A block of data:

┄┄┄┄┄┄

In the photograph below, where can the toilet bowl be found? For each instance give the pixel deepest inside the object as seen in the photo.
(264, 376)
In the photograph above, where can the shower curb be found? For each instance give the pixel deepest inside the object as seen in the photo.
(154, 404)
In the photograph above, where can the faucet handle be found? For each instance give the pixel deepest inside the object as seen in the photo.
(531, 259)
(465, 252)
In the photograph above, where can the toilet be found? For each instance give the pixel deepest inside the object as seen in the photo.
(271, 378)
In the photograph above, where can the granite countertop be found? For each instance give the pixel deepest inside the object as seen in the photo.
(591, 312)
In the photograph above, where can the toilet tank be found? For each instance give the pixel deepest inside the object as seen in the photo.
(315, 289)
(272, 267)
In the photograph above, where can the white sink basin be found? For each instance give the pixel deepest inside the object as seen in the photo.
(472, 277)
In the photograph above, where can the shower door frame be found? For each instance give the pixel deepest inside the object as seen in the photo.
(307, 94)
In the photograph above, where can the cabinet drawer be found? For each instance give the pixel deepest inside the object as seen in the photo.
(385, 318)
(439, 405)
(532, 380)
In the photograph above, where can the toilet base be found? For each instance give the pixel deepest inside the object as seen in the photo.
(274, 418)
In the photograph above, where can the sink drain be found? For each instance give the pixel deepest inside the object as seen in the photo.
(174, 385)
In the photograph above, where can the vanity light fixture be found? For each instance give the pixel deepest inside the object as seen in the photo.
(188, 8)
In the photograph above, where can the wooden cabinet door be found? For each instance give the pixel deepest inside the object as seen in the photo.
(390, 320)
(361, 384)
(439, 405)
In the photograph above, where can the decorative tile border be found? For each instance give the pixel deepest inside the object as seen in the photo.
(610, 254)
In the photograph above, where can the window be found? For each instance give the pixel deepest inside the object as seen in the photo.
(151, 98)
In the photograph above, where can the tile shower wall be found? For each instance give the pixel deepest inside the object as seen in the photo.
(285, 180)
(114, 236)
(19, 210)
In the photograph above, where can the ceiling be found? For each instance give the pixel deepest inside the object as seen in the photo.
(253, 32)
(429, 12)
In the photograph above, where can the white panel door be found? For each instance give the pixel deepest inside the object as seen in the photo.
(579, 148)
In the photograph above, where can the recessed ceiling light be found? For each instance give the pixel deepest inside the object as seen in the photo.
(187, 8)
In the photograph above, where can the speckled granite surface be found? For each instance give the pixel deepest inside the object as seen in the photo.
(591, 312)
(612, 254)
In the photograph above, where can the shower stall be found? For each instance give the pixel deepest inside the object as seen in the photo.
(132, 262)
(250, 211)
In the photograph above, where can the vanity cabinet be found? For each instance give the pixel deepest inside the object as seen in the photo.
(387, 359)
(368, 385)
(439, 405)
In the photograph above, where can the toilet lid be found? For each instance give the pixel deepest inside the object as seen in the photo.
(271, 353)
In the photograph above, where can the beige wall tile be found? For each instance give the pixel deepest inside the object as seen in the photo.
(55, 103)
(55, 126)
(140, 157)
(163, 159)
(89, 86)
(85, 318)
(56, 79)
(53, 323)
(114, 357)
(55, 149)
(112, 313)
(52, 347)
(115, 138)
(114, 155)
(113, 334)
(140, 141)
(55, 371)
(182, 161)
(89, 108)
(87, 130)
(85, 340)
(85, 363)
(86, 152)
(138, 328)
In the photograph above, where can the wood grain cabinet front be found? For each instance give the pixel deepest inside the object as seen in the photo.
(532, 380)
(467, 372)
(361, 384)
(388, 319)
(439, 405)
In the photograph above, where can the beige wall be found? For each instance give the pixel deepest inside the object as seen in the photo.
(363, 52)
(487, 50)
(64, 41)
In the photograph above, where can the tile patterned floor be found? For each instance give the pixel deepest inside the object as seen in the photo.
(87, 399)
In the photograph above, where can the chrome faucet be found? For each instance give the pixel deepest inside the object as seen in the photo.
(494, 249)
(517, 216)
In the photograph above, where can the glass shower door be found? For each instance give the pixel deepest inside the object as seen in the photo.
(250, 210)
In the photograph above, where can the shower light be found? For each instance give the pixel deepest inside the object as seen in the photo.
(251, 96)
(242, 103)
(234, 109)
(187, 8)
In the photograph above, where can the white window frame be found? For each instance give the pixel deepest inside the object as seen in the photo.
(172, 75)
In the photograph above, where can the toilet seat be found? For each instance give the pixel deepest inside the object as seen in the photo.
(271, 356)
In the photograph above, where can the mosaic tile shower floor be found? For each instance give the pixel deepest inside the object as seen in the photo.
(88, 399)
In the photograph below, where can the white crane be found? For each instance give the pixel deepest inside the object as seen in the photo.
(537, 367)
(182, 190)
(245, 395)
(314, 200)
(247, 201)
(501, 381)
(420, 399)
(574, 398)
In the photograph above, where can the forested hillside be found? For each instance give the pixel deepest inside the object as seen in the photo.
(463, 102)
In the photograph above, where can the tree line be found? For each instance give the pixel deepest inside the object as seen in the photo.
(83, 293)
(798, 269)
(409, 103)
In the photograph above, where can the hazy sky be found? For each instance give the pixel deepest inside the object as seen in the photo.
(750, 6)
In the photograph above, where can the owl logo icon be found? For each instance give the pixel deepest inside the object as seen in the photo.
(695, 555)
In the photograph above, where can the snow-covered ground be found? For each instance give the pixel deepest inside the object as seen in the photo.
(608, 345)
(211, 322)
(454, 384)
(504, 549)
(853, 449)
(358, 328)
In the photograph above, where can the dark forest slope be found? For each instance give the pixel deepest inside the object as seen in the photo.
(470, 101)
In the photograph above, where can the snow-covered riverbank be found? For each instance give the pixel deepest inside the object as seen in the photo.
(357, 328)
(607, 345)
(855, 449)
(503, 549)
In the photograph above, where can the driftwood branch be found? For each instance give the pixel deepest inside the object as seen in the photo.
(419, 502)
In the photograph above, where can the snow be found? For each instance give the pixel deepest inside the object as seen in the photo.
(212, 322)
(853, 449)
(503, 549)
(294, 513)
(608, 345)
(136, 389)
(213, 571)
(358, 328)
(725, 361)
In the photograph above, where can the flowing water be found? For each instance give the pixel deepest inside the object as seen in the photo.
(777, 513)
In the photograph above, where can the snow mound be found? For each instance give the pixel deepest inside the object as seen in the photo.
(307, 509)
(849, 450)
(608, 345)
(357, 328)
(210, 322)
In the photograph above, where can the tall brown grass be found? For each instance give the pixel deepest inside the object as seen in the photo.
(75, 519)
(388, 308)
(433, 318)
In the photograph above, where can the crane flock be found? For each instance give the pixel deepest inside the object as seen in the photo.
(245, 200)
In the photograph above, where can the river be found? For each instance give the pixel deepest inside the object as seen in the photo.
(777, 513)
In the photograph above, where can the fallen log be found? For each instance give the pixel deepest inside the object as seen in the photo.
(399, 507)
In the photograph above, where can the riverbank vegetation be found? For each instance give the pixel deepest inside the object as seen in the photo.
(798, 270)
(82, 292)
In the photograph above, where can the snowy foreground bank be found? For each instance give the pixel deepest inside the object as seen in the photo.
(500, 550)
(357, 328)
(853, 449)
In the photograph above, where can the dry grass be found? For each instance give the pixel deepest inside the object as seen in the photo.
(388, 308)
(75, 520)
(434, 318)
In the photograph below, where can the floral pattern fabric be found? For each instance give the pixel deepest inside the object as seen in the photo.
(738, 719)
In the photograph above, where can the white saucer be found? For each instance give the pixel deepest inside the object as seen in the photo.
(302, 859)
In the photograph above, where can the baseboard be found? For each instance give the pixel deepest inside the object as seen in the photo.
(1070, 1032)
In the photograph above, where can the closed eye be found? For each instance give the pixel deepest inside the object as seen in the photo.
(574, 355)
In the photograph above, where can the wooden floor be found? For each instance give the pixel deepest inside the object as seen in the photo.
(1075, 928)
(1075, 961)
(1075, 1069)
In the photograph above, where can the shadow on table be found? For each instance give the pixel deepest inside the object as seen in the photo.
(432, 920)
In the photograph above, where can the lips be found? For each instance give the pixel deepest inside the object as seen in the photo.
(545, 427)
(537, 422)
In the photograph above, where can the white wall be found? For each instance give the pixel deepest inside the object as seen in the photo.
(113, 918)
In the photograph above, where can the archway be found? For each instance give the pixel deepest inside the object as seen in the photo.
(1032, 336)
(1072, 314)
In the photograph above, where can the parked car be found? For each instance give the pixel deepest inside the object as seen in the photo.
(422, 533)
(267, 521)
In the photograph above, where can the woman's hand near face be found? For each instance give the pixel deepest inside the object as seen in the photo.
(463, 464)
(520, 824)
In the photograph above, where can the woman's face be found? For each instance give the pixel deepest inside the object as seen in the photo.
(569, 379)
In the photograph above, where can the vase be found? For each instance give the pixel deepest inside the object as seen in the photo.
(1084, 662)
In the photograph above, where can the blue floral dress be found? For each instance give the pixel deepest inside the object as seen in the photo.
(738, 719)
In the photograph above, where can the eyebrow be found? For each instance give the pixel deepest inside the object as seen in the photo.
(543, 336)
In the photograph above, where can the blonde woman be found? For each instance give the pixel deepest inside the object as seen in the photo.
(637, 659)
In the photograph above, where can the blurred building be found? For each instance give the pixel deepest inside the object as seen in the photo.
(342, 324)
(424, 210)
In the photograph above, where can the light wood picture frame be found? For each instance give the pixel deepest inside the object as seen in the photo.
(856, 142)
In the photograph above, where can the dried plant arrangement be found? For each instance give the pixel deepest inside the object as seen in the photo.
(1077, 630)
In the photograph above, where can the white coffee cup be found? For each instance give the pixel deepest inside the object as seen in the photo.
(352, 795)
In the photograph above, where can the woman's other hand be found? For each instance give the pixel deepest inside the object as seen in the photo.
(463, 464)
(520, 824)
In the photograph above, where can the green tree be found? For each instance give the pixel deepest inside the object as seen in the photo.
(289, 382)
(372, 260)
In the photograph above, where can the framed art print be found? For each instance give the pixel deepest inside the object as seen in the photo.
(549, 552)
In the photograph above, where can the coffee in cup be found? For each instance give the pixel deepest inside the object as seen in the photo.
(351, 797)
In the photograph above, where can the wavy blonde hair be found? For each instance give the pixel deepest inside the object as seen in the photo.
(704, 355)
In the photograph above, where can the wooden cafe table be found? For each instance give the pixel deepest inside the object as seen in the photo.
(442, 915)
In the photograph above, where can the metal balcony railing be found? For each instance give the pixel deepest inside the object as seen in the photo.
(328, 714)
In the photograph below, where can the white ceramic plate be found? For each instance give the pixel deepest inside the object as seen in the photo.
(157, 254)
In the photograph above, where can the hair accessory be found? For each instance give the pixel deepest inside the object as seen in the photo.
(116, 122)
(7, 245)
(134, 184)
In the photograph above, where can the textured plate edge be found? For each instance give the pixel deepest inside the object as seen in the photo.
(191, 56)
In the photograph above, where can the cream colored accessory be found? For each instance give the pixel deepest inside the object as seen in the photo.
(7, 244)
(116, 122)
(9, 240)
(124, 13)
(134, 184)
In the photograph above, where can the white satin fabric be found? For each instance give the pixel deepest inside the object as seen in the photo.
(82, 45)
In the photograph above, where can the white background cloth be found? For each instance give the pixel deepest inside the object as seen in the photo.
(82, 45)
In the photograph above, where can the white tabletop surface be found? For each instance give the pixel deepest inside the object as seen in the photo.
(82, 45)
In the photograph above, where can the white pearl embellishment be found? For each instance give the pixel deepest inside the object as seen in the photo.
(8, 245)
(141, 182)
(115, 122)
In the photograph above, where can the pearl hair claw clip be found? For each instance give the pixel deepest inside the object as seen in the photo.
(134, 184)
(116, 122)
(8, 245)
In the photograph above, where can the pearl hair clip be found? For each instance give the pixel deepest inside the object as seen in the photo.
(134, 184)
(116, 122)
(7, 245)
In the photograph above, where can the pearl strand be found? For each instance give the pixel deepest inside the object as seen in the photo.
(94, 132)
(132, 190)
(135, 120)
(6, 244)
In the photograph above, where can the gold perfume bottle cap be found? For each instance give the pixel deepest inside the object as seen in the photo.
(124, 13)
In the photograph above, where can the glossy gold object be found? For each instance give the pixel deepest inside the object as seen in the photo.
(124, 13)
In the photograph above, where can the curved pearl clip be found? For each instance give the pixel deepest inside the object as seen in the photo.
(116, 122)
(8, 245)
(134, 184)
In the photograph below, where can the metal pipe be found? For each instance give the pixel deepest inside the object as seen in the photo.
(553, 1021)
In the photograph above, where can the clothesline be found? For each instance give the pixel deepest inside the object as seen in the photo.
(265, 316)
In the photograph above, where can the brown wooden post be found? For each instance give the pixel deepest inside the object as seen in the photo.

┄┄┄┄┄┄

WHAT THE EXERCISE ASKS - In the listing above, find the line containing "In the photograph above, where can the white background" and please quote exactly that line through the last one, and no other lines.

RESULT OF THIS TASK -
In the photograph above, where can the white background cloth be found? For each instance give the pixel deepest inside the object as seen in the photo.
(82, 45)
In the photograph above, where can the white tabletop surface be found? For each instance give the pixel deepest inside the object as seen in the photo.
(82, 45)
In the photograph above, where can the white pearl embellishment be found? For each instance give the pixel deepest inside the object as seen in the photo.
(8, 245)
(141, 182)
(115, 122)
In the photograph above, where can the pearl hair claw clip be found? For each instance give the pixel deepest inside the object as seen in the photo.
(134, 184)
(116, 122)
(8, 245)
In the photograph above, where can the pearl hair clip be found? For each instance give the pixel deepest inside the object as seen in the photo.
(134, 184)
(116, 122)
(7, 245)
In the photograph above, where can the pearl strand be found? For each instance give the pixel deepest inside the object as seen in the photo.
(94, 132)
(132, 190)
(135, 120)
(6, 244)
In the photograph above, where can the gold perfume bottle cap be found? For each instance give the pixel deepest inside the object as seen in the photo.
(124, 13)
In the photograph above, where can the glossy gold object be found? For each instance give the pixel deepest inside the object as seen in the photo.
(124, 13)
In the photograph above, where can the curved pearl clip be found? For each instance give the pixel deepest inside the object as seen in the photo.
(116, 122)
(8, 245)
(134, 184)
In the photograph below, where can the metal pipe be found? For each instance give the pixel deepest inside the object as seen in the photo.
(553, 1021)
In the photograph above, where can the clothesline be found? For each instance give the pixel deepest inside the object as seen in the photo.
(265, 316)
In the photograph above, where can the brown wooden post be found? For each instance give the pixel deepest inside the object as seen in the photo.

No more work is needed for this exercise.